• Set exercise:
Include no pictures. Output exactly the lines from the one that contains "One pin marks each instance of the bed pillow." through the final line of the entries.

• Extracted data:
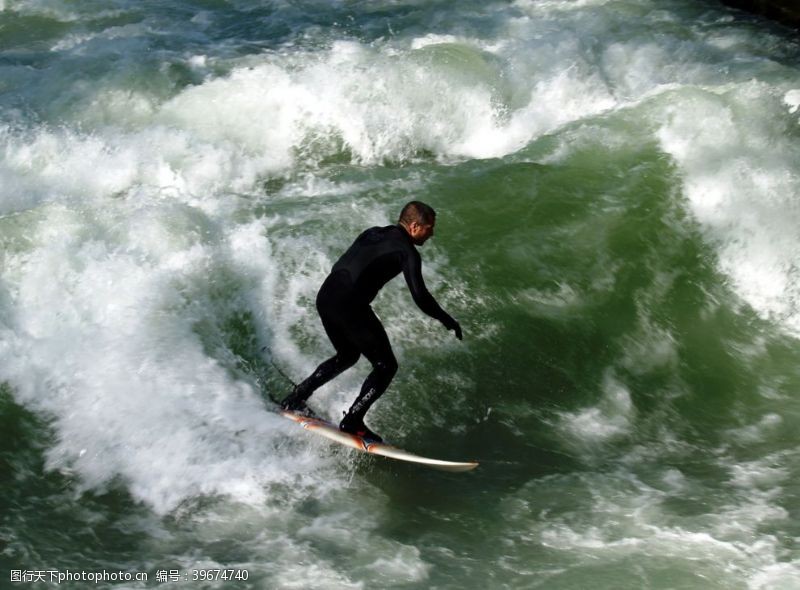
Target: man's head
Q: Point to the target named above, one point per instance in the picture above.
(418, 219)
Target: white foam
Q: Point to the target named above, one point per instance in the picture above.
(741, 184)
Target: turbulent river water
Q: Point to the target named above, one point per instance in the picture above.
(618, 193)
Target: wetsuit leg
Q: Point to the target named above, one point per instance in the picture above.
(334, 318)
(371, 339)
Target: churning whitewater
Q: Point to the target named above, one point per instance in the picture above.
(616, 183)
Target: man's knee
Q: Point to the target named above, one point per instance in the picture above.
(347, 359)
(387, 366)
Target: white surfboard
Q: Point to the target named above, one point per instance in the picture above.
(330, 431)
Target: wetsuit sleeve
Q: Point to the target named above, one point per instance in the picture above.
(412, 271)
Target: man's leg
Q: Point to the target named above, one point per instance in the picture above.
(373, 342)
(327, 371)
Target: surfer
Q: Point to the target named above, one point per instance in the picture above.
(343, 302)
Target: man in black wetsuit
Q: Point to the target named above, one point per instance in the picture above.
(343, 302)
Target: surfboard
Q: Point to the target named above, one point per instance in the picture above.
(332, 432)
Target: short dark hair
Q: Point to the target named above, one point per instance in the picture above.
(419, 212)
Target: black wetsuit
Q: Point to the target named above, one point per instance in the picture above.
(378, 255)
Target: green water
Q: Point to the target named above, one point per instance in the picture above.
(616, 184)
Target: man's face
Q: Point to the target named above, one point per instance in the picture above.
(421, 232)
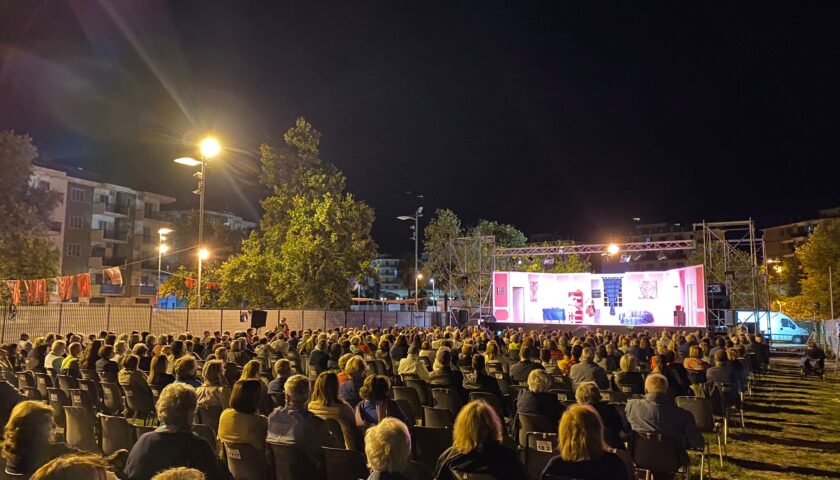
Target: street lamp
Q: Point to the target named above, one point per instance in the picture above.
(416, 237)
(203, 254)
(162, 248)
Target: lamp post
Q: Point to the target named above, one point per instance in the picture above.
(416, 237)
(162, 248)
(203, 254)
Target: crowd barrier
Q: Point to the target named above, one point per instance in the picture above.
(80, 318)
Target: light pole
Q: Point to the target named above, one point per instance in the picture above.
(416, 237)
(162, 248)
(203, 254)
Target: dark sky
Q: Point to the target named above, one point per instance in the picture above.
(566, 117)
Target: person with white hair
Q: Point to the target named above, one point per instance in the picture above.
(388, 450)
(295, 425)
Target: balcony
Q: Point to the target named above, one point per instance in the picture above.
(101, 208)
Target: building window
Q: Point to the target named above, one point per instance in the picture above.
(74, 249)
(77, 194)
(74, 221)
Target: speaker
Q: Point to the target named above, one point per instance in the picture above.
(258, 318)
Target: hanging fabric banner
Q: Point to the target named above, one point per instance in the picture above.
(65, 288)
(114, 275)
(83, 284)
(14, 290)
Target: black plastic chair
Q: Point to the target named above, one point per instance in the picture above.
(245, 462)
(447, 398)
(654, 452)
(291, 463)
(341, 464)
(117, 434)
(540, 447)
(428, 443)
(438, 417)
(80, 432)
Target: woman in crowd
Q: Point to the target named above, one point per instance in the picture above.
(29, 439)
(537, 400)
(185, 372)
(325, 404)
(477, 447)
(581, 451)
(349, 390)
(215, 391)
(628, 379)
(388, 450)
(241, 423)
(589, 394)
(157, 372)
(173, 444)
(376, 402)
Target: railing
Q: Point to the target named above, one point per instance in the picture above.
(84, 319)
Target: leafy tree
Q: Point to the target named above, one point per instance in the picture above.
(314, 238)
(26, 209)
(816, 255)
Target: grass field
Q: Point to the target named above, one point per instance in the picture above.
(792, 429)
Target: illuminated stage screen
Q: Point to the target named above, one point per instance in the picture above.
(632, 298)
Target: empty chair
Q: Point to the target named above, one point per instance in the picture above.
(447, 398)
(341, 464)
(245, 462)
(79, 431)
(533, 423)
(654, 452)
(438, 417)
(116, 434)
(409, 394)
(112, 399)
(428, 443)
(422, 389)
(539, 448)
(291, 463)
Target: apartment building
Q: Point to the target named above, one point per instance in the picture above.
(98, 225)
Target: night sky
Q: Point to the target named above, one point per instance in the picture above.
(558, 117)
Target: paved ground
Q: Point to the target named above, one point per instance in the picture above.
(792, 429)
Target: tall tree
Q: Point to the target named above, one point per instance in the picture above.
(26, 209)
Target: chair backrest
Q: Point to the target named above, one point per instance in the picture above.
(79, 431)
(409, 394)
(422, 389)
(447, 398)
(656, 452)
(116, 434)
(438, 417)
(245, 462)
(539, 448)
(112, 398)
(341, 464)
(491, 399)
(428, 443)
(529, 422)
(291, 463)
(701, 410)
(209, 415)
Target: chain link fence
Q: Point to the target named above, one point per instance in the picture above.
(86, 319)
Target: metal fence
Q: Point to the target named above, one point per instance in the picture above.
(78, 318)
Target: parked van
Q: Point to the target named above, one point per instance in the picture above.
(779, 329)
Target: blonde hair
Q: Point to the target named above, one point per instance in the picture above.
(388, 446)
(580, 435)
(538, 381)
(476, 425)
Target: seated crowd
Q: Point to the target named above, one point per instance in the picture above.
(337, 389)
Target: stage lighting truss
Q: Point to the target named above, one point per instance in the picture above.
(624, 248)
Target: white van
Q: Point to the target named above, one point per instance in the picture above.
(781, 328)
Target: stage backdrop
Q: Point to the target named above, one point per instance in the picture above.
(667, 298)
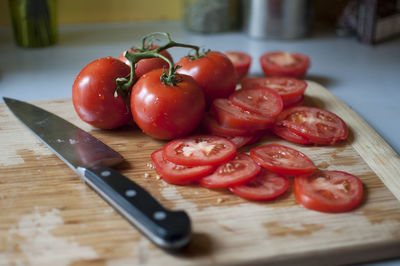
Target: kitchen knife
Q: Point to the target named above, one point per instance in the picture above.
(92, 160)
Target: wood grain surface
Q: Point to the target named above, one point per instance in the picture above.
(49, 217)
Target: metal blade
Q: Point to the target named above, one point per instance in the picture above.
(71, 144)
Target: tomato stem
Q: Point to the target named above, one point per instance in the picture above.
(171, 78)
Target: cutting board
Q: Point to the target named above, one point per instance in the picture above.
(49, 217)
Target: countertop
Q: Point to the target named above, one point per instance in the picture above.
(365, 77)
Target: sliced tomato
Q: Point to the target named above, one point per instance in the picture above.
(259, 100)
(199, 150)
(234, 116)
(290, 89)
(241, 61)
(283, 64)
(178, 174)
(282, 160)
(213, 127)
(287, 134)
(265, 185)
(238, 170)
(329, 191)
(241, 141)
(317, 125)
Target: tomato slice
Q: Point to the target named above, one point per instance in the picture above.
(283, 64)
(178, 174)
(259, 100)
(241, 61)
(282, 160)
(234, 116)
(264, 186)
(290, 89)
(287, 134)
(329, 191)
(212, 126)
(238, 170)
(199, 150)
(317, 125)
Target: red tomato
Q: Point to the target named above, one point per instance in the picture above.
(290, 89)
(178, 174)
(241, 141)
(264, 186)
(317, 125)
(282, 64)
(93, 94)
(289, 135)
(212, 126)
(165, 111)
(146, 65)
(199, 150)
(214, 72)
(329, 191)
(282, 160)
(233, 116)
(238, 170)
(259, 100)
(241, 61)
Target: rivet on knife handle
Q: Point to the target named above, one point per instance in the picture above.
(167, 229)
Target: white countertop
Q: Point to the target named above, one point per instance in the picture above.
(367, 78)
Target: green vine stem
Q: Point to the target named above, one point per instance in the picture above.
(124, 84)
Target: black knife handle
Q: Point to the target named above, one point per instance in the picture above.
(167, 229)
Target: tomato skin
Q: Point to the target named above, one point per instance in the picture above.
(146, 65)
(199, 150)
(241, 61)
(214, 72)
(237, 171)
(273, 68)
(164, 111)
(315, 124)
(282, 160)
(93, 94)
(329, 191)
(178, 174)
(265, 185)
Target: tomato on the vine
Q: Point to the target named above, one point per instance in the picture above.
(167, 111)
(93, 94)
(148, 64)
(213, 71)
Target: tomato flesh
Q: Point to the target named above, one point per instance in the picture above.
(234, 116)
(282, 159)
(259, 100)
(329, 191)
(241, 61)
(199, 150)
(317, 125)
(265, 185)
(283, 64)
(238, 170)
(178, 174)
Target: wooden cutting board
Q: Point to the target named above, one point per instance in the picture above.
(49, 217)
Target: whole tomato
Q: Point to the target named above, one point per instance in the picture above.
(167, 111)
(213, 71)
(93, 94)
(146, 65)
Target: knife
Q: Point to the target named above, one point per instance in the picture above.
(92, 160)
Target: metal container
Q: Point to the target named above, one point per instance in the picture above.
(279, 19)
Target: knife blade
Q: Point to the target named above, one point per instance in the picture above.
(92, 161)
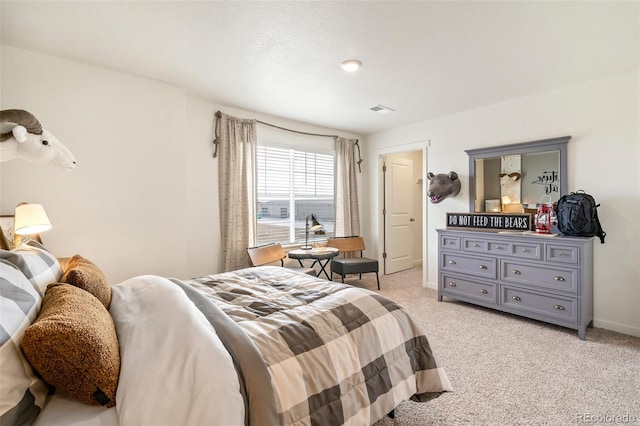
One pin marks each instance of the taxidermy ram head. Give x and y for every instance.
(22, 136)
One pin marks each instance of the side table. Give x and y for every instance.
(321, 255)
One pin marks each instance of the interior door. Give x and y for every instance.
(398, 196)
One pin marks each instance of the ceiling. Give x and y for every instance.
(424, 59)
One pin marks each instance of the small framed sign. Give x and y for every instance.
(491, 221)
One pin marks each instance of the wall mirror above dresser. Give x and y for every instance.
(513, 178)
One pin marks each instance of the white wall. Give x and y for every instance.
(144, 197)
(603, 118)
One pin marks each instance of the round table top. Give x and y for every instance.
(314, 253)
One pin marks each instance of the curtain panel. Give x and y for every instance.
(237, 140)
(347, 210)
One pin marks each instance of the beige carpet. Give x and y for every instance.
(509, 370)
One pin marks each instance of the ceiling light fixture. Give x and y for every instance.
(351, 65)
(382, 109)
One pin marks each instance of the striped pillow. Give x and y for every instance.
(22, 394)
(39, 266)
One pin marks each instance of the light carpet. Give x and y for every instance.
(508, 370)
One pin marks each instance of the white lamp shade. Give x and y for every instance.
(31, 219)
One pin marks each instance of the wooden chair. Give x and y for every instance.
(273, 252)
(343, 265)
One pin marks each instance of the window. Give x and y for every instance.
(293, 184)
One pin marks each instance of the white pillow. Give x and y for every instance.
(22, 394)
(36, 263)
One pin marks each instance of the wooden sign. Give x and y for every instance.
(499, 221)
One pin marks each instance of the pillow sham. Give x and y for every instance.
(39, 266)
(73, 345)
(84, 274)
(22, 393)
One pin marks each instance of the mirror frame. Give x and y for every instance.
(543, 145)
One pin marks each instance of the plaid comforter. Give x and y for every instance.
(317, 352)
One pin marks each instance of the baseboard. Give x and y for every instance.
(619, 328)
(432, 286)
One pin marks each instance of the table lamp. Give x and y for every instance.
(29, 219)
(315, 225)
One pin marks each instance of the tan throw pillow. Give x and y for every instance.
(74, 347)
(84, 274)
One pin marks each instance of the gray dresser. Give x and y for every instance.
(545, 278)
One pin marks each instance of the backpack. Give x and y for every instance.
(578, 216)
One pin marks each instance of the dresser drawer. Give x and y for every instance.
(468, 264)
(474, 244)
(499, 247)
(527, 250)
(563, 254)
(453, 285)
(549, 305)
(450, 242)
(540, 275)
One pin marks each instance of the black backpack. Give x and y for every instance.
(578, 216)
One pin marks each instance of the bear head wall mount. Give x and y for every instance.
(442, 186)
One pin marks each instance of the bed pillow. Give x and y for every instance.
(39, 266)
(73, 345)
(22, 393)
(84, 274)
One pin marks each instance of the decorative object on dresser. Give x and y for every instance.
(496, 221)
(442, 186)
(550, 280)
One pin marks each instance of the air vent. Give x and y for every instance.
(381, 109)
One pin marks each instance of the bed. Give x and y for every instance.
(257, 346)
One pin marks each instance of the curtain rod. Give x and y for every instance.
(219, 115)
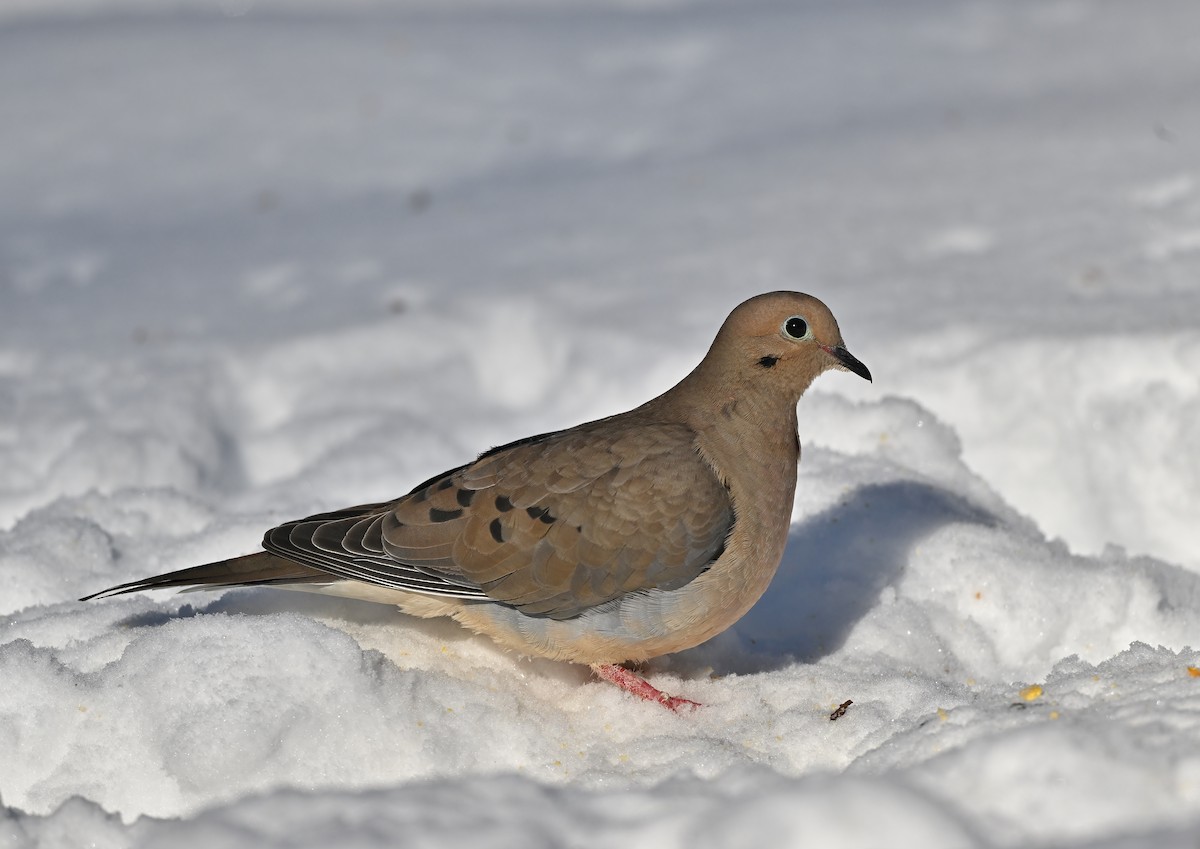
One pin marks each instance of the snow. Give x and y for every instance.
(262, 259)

• Result:
One pin marks each instance of the bed pillow. Give x and y for every instance.
(39, 266)
(73, 345)
(22, 393)
(84, 274)
One pin marks each instance of the decorative object on dresser. Give x and y for every instance.
(496, 221)
(442, 186)
(550, 280)
One pin marks each instance of the air vent. Give x and y for every instance.
(381, 109)
One pin marks each instance of the bed. Give x and y for every instance.
(257, 346)
One pin marks each instance of the curtain rod. Give x and y for every instance.
(219, 115)
One pin marks each instance of the snow. Give x and y for every instance.
(262, 259)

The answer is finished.